YOUR TASK:
In the material below, swap "child" for "kid" and write everything out again with no other change. Leave the pictures out of your answer.

Stored items from a collection
----

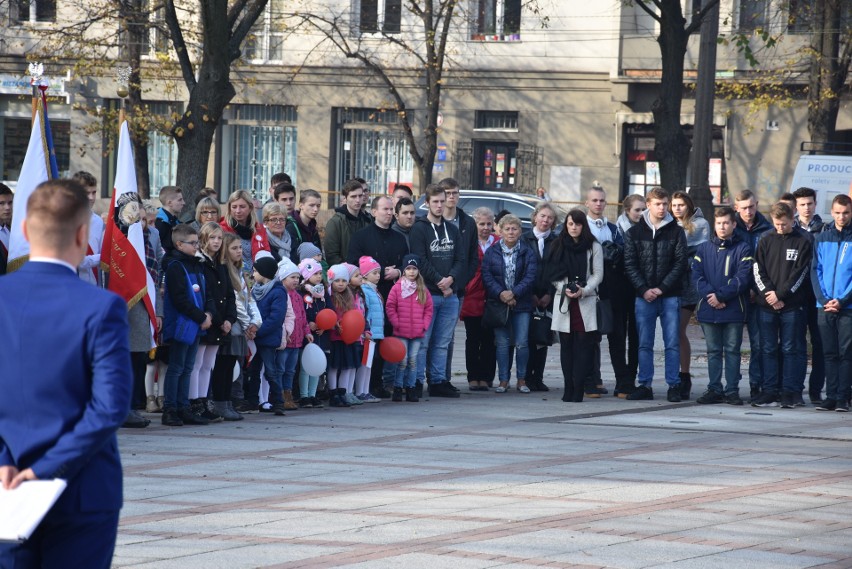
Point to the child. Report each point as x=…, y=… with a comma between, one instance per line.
x=375, y=316
x=172, y=199
x=271, y=301
x=344, y=357
x=187, y=309
x=409, y=309
x=296, y=328
x=315, y=298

----

WRITTEN ANSWER:
Point to the kid. Report each point as x=…, y=… with a comma between, one instance per line.
x=375, y=316
x=172, y=199
x=271, y=301
x=344, y=357
x=187, y=309
x=409, y=309
x=296, y=328
x=315, y=298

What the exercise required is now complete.